Records shown:

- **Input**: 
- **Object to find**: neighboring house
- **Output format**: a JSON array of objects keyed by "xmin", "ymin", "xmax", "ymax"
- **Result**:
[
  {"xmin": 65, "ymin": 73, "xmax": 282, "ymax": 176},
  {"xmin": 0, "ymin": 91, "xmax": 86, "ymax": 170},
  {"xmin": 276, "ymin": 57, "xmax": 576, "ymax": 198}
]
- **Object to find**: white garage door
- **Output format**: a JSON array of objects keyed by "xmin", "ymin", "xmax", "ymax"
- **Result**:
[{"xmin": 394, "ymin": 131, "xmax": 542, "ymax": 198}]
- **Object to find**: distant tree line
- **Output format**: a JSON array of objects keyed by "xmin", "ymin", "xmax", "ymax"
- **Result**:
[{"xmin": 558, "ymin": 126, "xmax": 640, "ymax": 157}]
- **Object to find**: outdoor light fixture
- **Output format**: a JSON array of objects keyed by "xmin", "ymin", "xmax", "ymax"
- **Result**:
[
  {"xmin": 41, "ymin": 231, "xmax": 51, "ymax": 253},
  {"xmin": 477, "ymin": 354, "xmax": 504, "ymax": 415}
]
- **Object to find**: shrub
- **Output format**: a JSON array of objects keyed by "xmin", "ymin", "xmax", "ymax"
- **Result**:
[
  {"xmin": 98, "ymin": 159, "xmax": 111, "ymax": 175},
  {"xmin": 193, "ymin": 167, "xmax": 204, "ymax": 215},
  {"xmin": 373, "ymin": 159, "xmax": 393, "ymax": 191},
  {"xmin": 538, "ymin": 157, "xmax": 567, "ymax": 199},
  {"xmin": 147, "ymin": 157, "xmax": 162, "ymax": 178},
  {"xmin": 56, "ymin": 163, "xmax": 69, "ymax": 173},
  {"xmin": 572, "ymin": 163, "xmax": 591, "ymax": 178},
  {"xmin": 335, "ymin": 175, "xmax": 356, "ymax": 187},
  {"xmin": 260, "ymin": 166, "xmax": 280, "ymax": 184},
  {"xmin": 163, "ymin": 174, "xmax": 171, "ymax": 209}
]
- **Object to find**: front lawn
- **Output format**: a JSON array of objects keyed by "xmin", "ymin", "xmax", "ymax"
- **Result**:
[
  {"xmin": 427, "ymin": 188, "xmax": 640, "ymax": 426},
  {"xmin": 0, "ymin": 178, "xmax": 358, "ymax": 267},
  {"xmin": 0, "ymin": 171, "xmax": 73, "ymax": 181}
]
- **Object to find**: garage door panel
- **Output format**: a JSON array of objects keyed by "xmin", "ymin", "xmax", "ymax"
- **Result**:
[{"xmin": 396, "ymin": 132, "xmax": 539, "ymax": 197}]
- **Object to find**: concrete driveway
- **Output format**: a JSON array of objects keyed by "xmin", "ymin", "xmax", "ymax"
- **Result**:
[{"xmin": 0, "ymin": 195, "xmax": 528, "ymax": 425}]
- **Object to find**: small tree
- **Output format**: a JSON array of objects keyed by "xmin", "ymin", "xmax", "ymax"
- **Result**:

Aim:
Rewrite the material above, swapping "Object to find" for "Item to locate" everywhere it occurs and keeping everything else the same.

Solution below:
- **Input**: 
- **Item to locate**: neighboring house
- **Output format**: a JSON array of objects keyed by "xmin", "ymin", "xmax", "ymax"
- **Result**:
[
  {"xmin": 65, "ymin": 73, "xmax": 282, "ymax": 176},
  {"xmin": 0, "ymin": 91, "xmax": 86, "ymax": 170},
  {"xmin": 276, "ymin": 57, "xmax": 576, "ymax": 198}
]
- **Item to locate**: white garage door
- **Output format**: a JSON array of objects keyed by "xmin", "ymin", "xmax", "ymax"
- **Result**:
[{"xmin": 394, "ymin": 131, "xmax": 542, "ymax": 198}]
- **Item to locate**: distant tree line
- **Output format**: a JSON array of objects keyed by "xmin", "ymin", "xmax", "ymax"
- **Result**:
[{"xmin": 558, "ymin": 126, "xmax": 640, "ymax": 157}]
- **Item to locate**: outdoor light fixture
- **Output format**: a JSON array of objects keyed by "xmin", "ymin", "xmax", "ymax"
- **Result**:
[
  {"xmin": 41, "ymin": 231, "xmax": 51, "ymax": 253},
  {"xmin": 477, "ymin": 354, "xmax": 504, "ymax": 415}
]
- **Item to locate**: shrub
- **Output format**: a JSON array of objects keyed by "xmin", "ymin", "xmax", "ymax"
- **Result**:
[
  {"xmin": 98, "ymin": 159, "xmax": 111, "ymax": 175},
  {"xmin": 193, "ymin": 167, "xmax": 204, "ymax": 215},
  {"xmin": 373, "ymin": 159, "xmax": 393, "ymax": 191},
  {"xmin": 538, "ymin": 157, "xmax": 567, "ymax": 199},
  {"xmin": 147, "ymin": 157, "xmax": 162, "ymax": 178},
  {"xmin": 56, "ymin": 163, "xmax": 69, "ymax": 173},
  {"xmin": 572, "ymin": 163, "xmax": 591, "ymax": 178},
  {"xmin": 335, "ymin": 175, "xmax": 356, "ymax": 187},
  {"xmin": 260, "ymin": 166, "xmax": 280, "ymax": 184},
  {"xmin": 163, "ymin": 174, "xmax": 171, "ymax": 209}
]
- **Item to locate**: front lawn
- **Output format**: a JSON array of objects keyed by "xmin", "ymin", "xmax", "ymax"
- **Result**:
[
  {"xmin": 427, "ymin": 188, "xmax": 640, "ymax": 426},
  {"xmin": 0, "ymin": 178, "xmax": 358, "ymax": 267},
  {"xmin": 0, "ymin": 171, "xmax": 73, "ymax": 181}
]
- **Item to locate**: garage door panel
- **Output format**: a JSON array of objects keyed by "xmin", "ymin", "xmax", "ymax"
- **Result**:
[{"xmin": 396, "ymin": 132, "xmax": 539, "ymax": 197}]
- **Item to locate**: concrete driveway
- **Output format**: a JSON array of objects keyed by "xmin", "ymin", "xmax", "ymax"
- **Result**:
[{"xmin": 0, "ymin": 195, "xmax": 528, "ymax": 425}]
- **Item to locate**: small tree
- **Output format**: a JSON array of objects keyed by "xmin", "ymin", "xmax", "ymax"
- **Result**:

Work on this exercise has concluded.